EXCERPT TO READ:
+ + + + +

Can the effects of pollutants in waterbodies be reversed? Usually hormonal effects (e.g., from municipal waste) are reversible. For an ecosystem like an abandoned mine site (e.g., similar to sites SRC is remediating for Project CLEANS) organisms, such as animals and plants, may need to be re-introduced to the ecosystem. Our toxicity tests can provide an extra monitoring parameter to assess remediation success.
A closer look at chemicals
Toxicity tests of a single chemical can determine the lowest concentration where adverse effects can be observed. These values help regulatory agencies to establish environmental guidelines. Traditional analytical methods that SRC Environmental Analytical Laboratories provides are often requested by industry and municipalities to monitor and control their processes and adhere to regulations.
Environmental monitoring and risk assessment become more complicated when evaluating chemical mixtures because there are many factors, such as pre-existing environmental conditions or location, that impact the aquatic environment. Identifying the cause of growth changes or mortality varies. In comparison to a single chemical, a chemical mixture can contain hundreds of unique contaminants at varying concentrations.
For instance, mine effluents (i.e., treated waste) may contain a unique set of contaminants depending on where the site is located, it’s geological characteristics and the extraction methods used. Municipal sewage treatment waste and lagoon discharge also contain many emerging contaminants related to pharmaceutical and personal care products (PPCP).
When PPCPs are constantly released into the aquatic environment, this can impact the ecosystem by increasing microorganisms’ resistance to antibiotics, and impact fish development and reproduction. Furthermore, the effects of many PPCPs still remain unknown and it is extremely difficult to assess them when presented in a complex mixture.
A common misconception is that the total toxicity of a chemical mixture is the simple addition of the individual toxicity of all its toxic components.

+ + + + +

TASK REQUIREMENTS:
- 1) Reproduce the part of the water pollution text starting at "For instance, mine" and ending at "its toxic components.", word for word.
- 2) For each statement, say yes or no to whether the water pollution text agrees with it, and quote the words from the text that decide it. (a) A toxicity test of one chemical can find the lowest concentration at which harmful effects show up. (b) Hormonal effects from municipal waste usually cannot be reversed. (c) The effects of all PPCPs are now known.

SOURCE INFORMATION:
+ + + + +

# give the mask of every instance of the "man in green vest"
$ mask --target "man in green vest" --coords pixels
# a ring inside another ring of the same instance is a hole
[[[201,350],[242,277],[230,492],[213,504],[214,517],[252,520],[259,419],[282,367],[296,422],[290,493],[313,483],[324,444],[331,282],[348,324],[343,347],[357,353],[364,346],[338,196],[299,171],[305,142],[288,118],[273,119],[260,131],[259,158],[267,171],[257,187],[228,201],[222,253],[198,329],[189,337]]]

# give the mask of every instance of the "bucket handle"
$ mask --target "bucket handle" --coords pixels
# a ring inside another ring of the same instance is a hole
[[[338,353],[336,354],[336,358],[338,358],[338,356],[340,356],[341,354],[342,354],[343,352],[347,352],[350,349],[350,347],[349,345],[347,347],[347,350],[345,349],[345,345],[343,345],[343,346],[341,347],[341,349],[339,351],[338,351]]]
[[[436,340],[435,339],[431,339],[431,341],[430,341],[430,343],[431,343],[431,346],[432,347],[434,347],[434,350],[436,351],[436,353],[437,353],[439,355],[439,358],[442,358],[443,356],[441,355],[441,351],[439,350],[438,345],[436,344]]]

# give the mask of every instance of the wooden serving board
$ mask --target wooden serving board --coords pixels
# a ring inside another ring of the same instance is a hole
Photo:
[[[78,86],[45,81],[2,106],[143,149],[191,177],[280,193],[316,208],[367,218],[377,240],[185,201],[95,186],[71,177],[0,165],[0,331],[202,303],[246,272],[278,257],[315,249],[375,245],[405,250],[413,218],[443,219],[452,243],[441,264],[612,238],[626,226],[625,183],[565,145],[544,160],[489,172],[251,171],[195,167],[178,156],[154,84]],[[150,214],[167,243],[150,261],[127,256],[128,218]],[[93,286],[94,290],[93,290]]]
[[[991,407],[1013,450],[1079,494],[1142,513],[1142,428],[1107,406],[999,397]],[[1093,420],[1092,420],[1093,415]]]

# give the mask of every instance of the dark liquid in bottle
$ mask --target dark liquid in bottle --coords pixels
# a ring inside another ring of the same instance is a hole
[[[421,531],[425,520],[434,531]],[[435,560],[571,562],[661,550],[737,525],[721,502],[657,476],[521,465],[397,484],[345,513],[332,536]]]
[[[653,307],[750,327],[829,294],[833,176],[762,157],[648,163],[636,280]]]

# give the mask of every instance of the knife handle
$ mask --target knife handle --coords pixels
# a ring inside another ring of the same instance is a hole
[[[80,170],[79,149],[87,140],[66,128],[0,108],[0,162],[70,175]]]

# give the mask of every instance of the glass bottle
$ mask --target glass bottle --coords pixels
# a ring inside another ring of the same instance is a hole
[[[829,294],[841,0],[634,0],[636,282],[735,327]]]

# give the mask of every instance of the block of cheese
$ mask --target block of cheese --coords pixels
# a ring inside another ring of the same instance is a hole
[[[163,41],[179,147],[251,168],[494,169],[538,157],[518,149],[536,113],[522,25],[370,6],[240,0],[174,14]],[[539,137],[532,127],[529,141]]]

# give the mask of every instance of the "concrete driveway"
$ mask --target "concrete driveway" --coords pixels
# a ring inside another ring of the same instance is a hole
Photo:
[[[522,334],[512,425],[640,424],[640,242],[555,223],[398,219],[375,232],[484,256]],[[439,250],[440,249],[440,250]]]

+ + + + +

ANSWER LIST:
- 1)
For instance, mine effluents (i.e., treated waste) may contain a unique set of contaminants depending on where the site is located, it’s geological characteristics and the extraction methods used. Municipal sewage treatment waste and lagoon discharge also contain many emerging contaminants related to pharmaceutical and personal care products (PPCP).
When PPCPs are constantly released into the aquatic environment, this can impact the ecosystem by increasing microorganisms’ resistance to antibiotics, and impact fish development and reproduction. Furthermore, the effects of many PPCPs still remain unknown and it is extremely difficult to assess them when presented in a complex mixture.
A common misconception is that the total toxicity of a chemical mixture is the simple addition of the individual toxicity of all its toxic components.

- 2)
(a) Yes: "Toxicity tests of a single chemical can determine the lowest concentration where adverse effects can be observed."
(b) No: "Usually hormonal effects (e.g., from municipal waste) are reversible."
(c) No: "the effects of many PPCPs still remain unknown"